_Work request_
Please reproduce the forum thread below about NVIDIA drivers and Xorg on the NVS 5200M, word for word and in full.

#### Excerpt provided

# nvidia drivers with xorg (for NVS 5200M)



## coyote_zed (Jan 14, 2020)

I recently updated the packages on my freebsd 12.1 laptop (a Dell Latitude E6530) that has an nvidia NVS 5200M graphics card. The update included updates to the nvidia-driver package and since then I haven't been able to start xorg (I've been using mate and the setup worked before the update). Any pointers would be greatly appreciated ... also if these should have been posted in the hardware thread please feel free to let me know as well.


----------



## shkhln (Jan 14, 2020)

There should be a message in /var/log/Xorg.0.log suggesting you to install a 390 series legacy driver.


----------



## coyote_zed (Jan 15, 2020)

shkhln said:


> There should be a message in /var/log/Xorg.0.log suggesting you to install a 390 series legacy driver.

########
#### Data records

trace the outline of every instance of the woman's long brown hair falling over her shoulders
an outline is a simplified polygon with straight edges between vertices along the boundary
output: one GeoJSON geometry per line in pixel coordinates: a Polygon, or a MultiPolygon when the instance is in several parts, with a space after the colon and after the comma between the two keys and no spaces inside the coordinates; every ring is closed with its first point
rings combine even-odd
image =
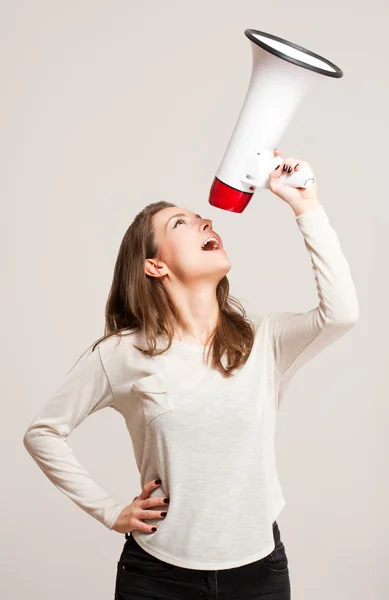
{"type": "MultiPolygon", "coordinates": [[[[159,253],[152,217],[171,206],[177,205],[165,201],[148,204],[124,234],[105,307],[104,336],[94,343],[92,352],[103,340],[127,329],[142,333],[147,347],[135,344],[134,347],[147,356],[163,354],[170,348],[178,314],[160,279],[145,273],[144,263],[159,253]],[[166,335],[168,340],[166,348],[158,350],[157,337],[160,335],[166,335]]],[[[239,300],[229,296],[229,289],[229,281],[224,276],[216,288],[220,307],[218,323],[207,340],[210,344],[207,360],[212,354],[211,367],[226,377],[247,361],[255,336],[253,323],[246,317],[239,300]],[[221,360],[224,354],[226,366],[221,360]]]]}

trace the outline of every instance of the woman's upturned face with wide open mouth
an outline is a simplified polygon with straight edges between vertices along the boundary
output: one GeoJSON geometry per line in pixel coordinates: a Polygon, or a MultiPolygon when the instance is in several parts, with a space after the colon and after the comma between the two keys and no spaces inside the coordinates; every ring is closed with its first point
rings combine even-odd
{"type": "Polygon", "coordinates": [[[152,219],[159,256],[146,260],[146,273],[185,283],[208,279],[216,285],[228,273],[231,264],[210,219],[177,206],[160,210],[152,219]],[[216,238],[218,249],[213,249],[216,242],[202,249],[210,237],[216,238]]]}

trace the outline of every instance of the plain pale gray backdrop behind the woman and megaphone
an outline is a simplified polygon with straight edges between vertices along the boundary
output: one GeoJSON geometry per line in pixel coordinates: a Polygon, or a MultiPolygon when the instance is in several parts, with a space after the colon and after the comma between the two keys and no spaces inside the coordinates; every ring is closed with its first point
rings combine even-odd
{"type": "MultiPolygon", "coordinates": [[[[208,204],[251,73],[246,28],[344,71],[312,89],[279,144],[315,171],[361,311],[296,374],[279,413],[292,597],[387,597],[385,22],[377,1],[2,2],[3,597],[113,597],[124,536],[61,494],[22,438],[102,335],[119,244],[142,207],[164,199],[212,218],[249,313],[317,304],[289,206],[268,190],[241,215],[208,204]]],[[[140,492],[120,415],[95,414],[69,443],[118,498],[140,492]]]]}

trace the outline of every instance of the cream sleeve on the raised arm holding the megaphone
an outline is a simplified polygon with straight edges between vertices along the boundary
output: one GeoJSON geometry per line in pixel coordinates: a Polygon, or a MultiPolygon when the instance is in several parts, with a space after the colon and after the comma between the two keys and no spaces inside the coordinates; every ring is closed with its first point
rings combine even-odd
{"type": "Polygon", "coordinates": [[[347,260],[322,204],[295,217],[311,259],[319,303],[308,312],[266,316],[280,378],[279,401],[294,373],[347,333],[359,305],[347,260]]]}

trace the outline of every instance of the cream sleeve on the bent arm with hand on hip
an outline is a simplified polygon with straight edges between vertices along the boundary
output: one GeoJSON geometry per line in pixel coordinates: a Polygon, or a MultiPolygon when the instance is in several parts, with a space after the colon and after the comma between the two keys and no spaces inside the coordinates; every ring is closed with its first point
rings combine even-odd
{"type": "Polygon", "coordinates": [[[114,406],[99,347],[83,355],[41,408],[23,443],[50,481],[89,515],[112,529],[126,506],[105,491],[79,463],[67,437],[94,412],[114,406]]]}

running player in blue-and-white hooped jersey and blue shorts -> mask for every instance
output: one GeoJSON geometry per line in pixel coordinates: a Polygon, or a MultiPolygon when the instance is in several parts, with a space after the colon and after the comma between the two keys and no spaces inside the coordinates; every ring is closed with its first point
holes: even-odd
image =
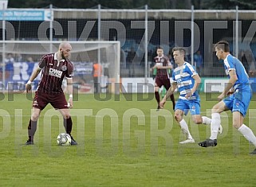
{"type": "MultiPolygon", "coordinates": [[[[181,144],[194,143],[195,140],[191,136],[191,133],[187,127],[186,121],[183,119],[183,115],[187,115],[188,110],[191,111],[193,122],[196,124],[211,124],[211,119],[206,116],[200,115],[200,98],[197,88],[201,83],[199,74],[195,71],[195,68],[184,60],[186,54],[185,49],[177,47],[172,49],[175,64],[177,68],[172,72],[173,83],[171,88],[167,91],[167,94],[160,102],[160,107],[163,107],[166,99],[173,95],[175,89],[178,87],[180,93],[179,100],[175,104],[175,120],[179,123],[181,131],[186,135],[187,139],[181,144]]],[[[220,126],[219,132],[222,133],[222,127],[220,126]]]]}

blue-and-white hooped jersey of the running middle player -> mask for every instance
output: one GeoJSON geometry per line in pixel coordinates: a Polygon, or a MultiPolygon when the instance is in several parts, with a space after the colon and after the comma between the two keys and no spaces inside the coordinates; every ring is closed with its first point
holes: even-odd
{"type": "MultiPolygon", "coordinates": [[[[195,67],[185,62],[182,66],[177,67],[172,72],[172,80],[177,83],[179,90],[179,99],[186,99],[187,92],[191,92],[194,87],[195,80],[193,76],[198,73],[195,71],[195,67]]],[[[199,92],[195,92],[190,99],[199,99],[199,92]]]]}

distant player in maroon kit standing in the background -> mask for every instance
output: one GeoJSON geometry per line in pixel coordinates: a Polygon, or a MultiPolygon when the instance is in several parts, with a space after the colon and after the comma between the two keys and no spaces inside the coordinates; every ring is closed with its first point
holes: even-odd
{"type": "MultiPolygon", "coordinates": [[[[151,71],[154,70],[154,69],[157,70],[156,80],[155,80],[155,97],[156,97],[156,101],[158,103],[157,110],[159,110],[160,109],[159,90],[162,86],[164,86],[164,88],[166,90],[168,90],[171,87],[168,70],[171,70],[172,65],[171,65],[171,62],[168,59],[168,57],[163,55],[163,48],[162,47],[158,47],[156,49],[156,53],[157,53],[157,56],[154,58],[156,64],[154,65],[154,67],[151,68],[151,71]]],[[[174,110],[175,109],[174,95],[171,95],[171,102],[172,102],[172,107],[173,107],[173,110],[174,110]]]]}

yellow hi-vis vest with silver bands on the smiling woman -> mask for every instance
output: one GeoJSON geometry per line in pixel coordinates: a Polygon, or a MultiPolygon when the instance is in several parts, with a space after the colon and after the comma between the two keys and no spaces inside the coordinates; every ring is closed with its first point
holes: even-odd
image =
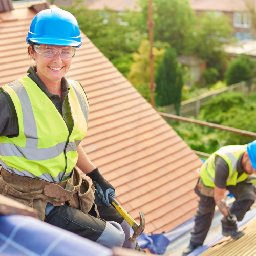
{"type": "Polygon", "coordinates": [[[0,163],[9,172],[49,182],[69,177],[78,159],[77,146],[87,132],[89,105],[80,84],[68,80],[73,118],[69,131],[54,104],[29,77],[0,88],[11,97],[19,135],[0,137],[0,163]]]}

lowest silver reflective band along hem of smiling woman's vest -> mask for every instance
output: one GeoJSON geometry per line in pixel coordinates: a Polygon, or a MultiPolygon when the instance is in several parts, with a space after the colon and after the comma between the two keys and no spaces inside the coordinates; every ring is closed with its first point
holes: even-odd
{"type": "MultiPolygon", "coordinates": [[[[62,175],[63,175],[63,173],[64,173],[64,172],[61,172],[56,177],[52,177],[48,173],[41,174],[39,176],[35,176],[35,175],[29,173],[27,170],[20,171],[20,170],[17,170],[17,169],[12,169],[7,164],[5,164],[1,159],[0,159],[0,163],[2,164],[3,168],[5,170],[7,170],[8,172],[10,172],[10,173],[17,174],[19,176],[29,177],[29,178],[38,178],[39,180],[48,181],[48,182],[59,182],[61,177],[62,177],[62,175]]],[[[71,172],[66,173],[64,175],[63,179],[64,180],[67,179],[70,176],[70,174],[71,174],[71,172]]]]}

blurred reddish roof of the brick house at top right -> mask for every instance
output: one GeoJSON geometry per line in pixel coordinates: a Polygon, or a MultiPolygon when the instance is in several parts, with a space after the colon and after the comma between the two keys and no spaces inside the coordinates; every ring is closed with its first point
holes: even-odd
{"type": "MultiPolygon", "coordinates": [[[[255,5],[254,2],[252,3],[255,5]]],[[[248,11],[245,1],[243,0],[191,0],[190,6],[193,10],[196,10],[196,11],[223,11],[223,12],[248,11]]]]}

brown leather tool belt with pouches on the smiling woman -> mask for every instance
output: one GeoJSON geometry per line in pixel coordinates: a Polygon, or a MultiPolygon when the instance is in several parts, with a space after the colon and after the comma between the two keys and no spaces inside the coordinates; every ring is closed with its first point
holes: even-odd
{"type": "MultiPolygon", "coordinates": [[[[94,204],[95,189],[76,168],[68,180],[54,183],[12,174],[2,166],[0,172],[0,194],[38,210],[42,221],[45,220],[48,202],[53,206],[68,202],[69,206],[86,214],[94,204]]],[[[98,214],[96,205],[95,210],[98,214]]]]}

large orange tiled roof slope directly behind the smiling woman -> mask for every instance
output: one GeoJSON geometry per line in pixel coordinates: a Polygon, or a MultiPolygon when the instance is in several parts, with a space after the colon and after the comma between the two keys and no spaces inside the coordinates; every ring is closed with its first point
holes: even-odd
{"type": "MultiPolygon", "coordinates": [[[[25,37],[35,13],[0,14],[0,83],[26,75],[25,37]]],[[[194,187],[201,160],[123,75],[82,34],[67,78],[87,93],[90,114],[82,147],[116,188],[117,200],[147,233],[168,232],[197,208],[194,187]]]]}

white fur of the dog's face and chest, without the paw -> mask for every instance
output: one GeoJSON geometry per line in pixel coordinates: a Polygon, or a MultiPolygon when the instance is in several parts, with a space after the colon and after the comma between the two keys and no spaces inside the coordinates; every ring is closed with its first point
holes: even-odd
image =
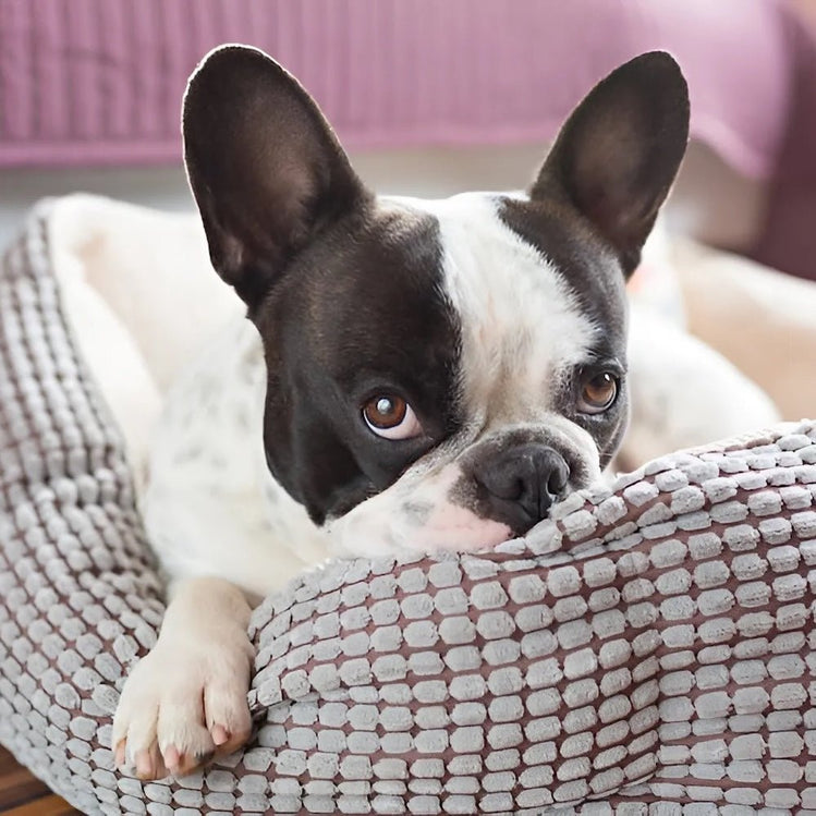
{"type": "Polygon", "coordinates": [[[499,544],[506,525],[451,499],[456,459],[497,428],[551,428],[598,474],[589,435],[552,406],[553,382],[586,357],[596,331],[560,273],[500,221],[491,195],[383,206],[439,220],[443,290],[462,321],[465,427],[332,522],[327,539],[269,476],[259,339],[246,321],[230,327],[176,383],[155,435],[145,519],[169,574],[217,574],[264,595],[329,555],[499,544]],[[417,506],[430,512],[418,519],[417,506]]]}

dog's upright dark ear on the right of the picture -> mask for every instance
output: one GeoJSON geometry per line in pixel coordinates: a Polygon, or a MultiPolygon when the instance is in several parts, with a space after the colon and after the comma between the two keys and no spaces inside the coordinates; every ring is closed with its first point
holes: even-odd
{"type": "Polygon", "coordinates": [[[668,53],[626,62],[569,118],[531,190],[581,212],[626,276],[655,223],[689,141],[689,89],[668,53]]]}

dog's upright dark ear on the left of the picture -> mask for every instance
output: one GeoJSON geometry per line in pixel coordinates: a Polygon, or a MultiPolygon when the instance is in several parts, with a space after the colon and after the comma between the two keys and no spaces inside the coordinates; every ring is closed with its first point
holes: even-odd
{"type": "Polygon", "coordinates": [[[368,198],[312,97],[254,48],[204,59],[182,129],[212,266],[251,309],[318,230],[368,198]]]}

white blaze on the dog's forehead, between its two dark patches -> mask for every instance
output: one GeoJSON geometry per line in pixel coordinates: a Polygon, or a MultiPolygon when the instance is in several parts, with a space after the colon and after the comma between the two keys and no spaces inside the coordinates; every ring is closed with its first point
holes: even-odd
{"type": "Polygon", "coordinates": [[[597,327],[552,264],[501,221],[498,196],[403,200],[439,220],[468,418],[486,431],[539,419],[559,375],[586,361],[597,327]]]}

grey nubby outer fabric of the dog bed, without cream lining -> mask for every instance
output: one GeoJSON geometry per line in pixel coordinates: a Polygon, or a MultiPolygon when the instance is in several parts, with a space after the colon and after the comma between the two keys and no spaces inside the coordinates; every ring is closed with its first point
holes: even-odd
{"type": "Polygon", "coordinates": [[[816,812],[816,424],[666,456],[484,555],[337,561],[256,611],[257,731],[113,769],[161,584],[35,211],[0,273],[0,743],[90,814],[816,812]]]}

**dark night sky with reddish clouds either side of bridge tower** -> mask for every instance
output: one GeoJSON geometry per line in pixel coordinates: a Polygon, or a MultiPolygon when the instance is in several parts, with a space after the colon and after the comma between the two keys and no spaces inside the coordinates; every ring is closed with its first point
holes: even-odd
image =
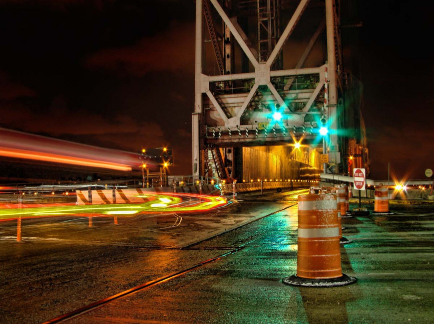
{"type": "MultiPolygon", "coordinates": [[[[369,177],[387,178],[390,162],[399,178],[425,178],[434,5],[361,2],[369,177]]],[[[193,0],[1,0],[0,126],[131,152],[173,147],[171,173],[190,174],[194,19],[193,0]]]]}

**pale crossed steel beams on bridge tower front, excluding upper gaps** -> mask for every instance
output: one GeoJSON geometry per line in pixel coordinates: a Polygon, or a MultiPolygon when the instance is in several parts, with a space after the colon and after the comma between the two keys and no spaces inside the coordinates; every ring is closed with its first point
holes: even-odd
{"type": "MultiPolygon", "coordinates": [[[[293,33],[309,0],[299,2],[282,35],[264,61],[261,61],[259,53],[252,46],[254,42],[250,42],[247,32],[241,30],[236,19],[228,16],[218,0],[209,0],[254,70],[225,75],[203,73],[202,1],[196,0],[195,112],[192,139],[194,176],[200,175],[200,165],[203,164],[199,161],[200,150],[210,144],[221,147],[279,145],[294,143],[301,138],[306,143],[315,144],[318,142],[321,116],[327,117],[330,129],[337,130],[339,81],[336,61],[340,53],[337,53],[339,46],[335,43],[338,31],[334,0],[325,1],[325,17],[318,22],[318,28],[295,68],[281,70],[273,69],[273,64],[283,51],[285,42],[293,33]],[[304,68],[324,26],[328,61],[325,65],[304,68]],[[300,80],[308,80],[309,86],[300,86],[300,80]],[[326,85],[328,96],[325,103],[323,97],[326,85]],[[275,122],[270,117],[276,109],[284,115],[282,122],[275,122]]],[[[258,21],[258,25],[260,23],[258,21]]],[[[339,156],[336,132],[331,132],[328,144],[329,151],[339,156]]]]}

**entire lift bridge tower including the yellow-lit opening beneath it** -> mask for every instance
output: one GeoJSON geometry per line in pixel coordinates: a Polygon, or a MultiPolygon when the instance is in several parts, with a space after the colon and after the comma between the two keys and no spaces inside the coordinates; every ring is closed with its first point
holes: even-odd
{"type": "Polygon", "coordinates": [[[196,0],[195,177],[368,167],[353,2],[196,0]]]}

########

_Answer box_
# nvidia drivers with xorg (for NVS 5200M)



## coyote_zed (Jan 14, 2020)

I recently updated the packages on my freebsd 12.1 laptop (a Dell Latitude E6530) that has an nvidia NVS 5200M graphics card. The update included updates to the nvidia-driver package and since then I haven't been able to start xorg (I've been using mate and the setup worked before the update). Any pointers would be greatly appreciated ... also if these should have been posted in the hardware thread please feel free to let me know as well.


----------



## shkhln (Jan 14, 2020)

There should be a message in /var/log/Xorg.0.log suggesting you to install a 390 series legacy driver.


----------



## coyote_zed (Jan 15, 2020)

shkhln said:


> There should be a message in /var/log/Xorg.0.log suggesting you to install a 390 series legacy driver.